**Text segment**
Overview
The DataIngestor class handles data loading from multiple sources (CSV files, paths, or DataFrames) and provides dataset fingerprinting for reproducibility tracking.
Class Definition
class DataIngestor:
def __init__(self, random_seed: int = 42)
Source: ~/workspace/source/NBA Data Preprocessing/task/pipeline/ingestion/loader.py:19
Constructor
Random seed for reproducible operations (currently unused but reserved for future randomized sampling)
Methods
load
def load(self, source: str | Path | pd.DataFrame) -> pd.DataFrame
Loads data from various source types into a pandas DataFrame.
source
str | Path | pd.DataFrame
required
Data source to load:
str or Path: Path to CSV file
pd.DataFrame: Returns a copy of the DataFrame
Loaded DataFrame with all columns and rows from the source
Example:
from pipeline.ingestion import DataIngestor
import pandas as pd
from pathlib import Path
ingestor = DataIngestor(random_seed=42)
# Load from CSV file (string path)
df1 = ingestor.load('data/nba_salaries.csv')
print(f"Loaded {len(df1)} rows from CSV")
# Load from Path object
df2 = ingestor.load(Path('data/nba_salaries.csv'))
print(f"Loaded {len(df2)} rows from Path")
# Load from existing DataFrame (returns copy)
existing_df = pd.DataFrame({'salary': [1000000, 2000000]})
df3 = ingestor.load(existing_df)
print(f"Loaded {len(df3)} rows from DataFrame")

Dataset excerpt
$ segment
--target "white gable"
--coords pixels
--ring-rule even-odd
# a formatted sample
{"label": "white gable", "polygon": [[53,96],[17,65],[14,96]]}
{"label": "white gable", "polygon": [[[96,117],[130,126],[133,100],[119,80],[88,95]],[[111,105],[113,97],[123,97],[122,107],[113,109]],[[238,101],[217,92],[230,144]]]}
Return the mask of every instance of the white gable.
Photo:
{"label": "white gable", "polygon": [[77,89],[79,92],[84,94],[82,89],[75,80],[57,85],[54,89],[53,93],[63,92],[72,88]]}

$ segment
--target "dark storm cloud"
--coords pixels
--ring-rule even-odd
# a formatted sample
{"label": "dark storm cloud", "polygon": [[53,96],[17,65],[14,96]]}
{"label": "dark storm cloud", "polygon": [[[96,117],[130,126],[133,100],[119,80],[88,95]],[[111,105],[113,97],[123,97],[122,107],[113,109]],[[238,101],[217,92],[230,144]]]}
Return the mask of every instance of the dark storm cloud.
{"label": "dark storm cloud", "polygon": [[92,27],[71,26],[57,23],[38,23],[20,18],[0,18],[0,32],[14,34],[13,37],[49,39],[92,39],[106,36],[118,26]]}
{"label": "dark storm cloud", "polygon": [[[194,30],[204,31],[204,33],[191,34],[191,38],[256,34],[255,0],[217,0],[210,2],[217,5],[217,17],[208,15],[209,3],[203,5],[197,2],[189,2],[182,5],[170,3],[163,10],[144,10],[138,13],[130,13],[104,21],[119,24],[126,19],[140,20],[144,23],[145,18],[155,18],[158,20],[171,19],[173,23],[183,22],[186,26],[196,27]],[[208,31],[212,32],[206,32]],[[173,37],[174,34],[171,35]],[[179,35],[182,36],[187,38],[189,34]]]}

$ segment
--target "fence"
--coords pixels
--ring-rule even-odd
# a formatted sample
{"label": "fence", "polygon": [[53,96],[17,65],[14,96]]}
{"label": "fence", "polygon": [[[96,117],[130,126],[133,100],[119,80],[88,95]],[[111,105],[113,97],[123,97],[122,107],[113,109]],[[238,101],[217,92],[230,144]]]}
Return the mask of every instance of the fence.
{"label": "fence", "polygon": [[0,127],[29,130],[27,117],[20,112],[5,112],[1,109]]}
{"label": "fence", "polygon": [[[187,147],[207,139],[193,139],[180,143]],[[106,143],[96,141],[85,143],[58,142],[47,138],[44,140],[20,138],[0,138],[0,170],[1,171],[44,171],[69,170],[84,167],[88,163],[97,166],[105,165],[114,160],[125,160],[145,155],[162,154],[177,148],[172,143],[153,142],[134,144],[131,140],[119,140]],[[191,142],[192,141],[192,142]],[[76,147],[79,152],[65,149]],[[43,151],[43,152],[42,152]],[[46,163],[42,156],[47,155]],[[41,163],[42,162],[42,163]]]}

**Directive**
Pick up the DataIngestor documentation where it stops and continue it from the line after the final print statement.

**Reply to the task**
assert df3 is not existing_df # Confirms it's a copy
stream_chunks
def stream_chunks(
self,
source: str | Path | pd.DataFrame,
chunk_size: int
) -> Iterator[pd.DataFrame]
Creates an iterator that yields data in chunks for streaming processing.
source
str | Path | pd.DataFrame
required
Data source to stream:
str or Path: Path to CSV file (uses pandas chunksize)
pd.DataFrame: Splits DataFrame into chunks
Iterator yielding DataFrame chunks, each containing up to chunk_size rows
Example:
from pipeline.ingestion import DataIngestor
import pandas as pd
ingestor = DataIngestor()
# Stream from CSV file
for i, chunk in enumerate(ingestor.stream_chunks('nba_data.csv', chunk_size=100)):
print(f"Chunk {i}: {len(chunk)} rows")
# Process chunk...
# Stream from DataFrame
df = pd.DataFrame({'salary': range(1000)})
chunks = list(ingestor.stream_chunks(df, chunk_size=250))
print(f"Split into {len(chunks)} chunks") # 4 chunks
print(f"Last chunk size: {len(chunks[-1])}") # 250 rows
fingerprint
def fingerprint(self, source: str | Path | pd.DataFrame) -> DatasetFingerprint
Generates a cryptographic fingerprint of the dataset for reproducibility verification.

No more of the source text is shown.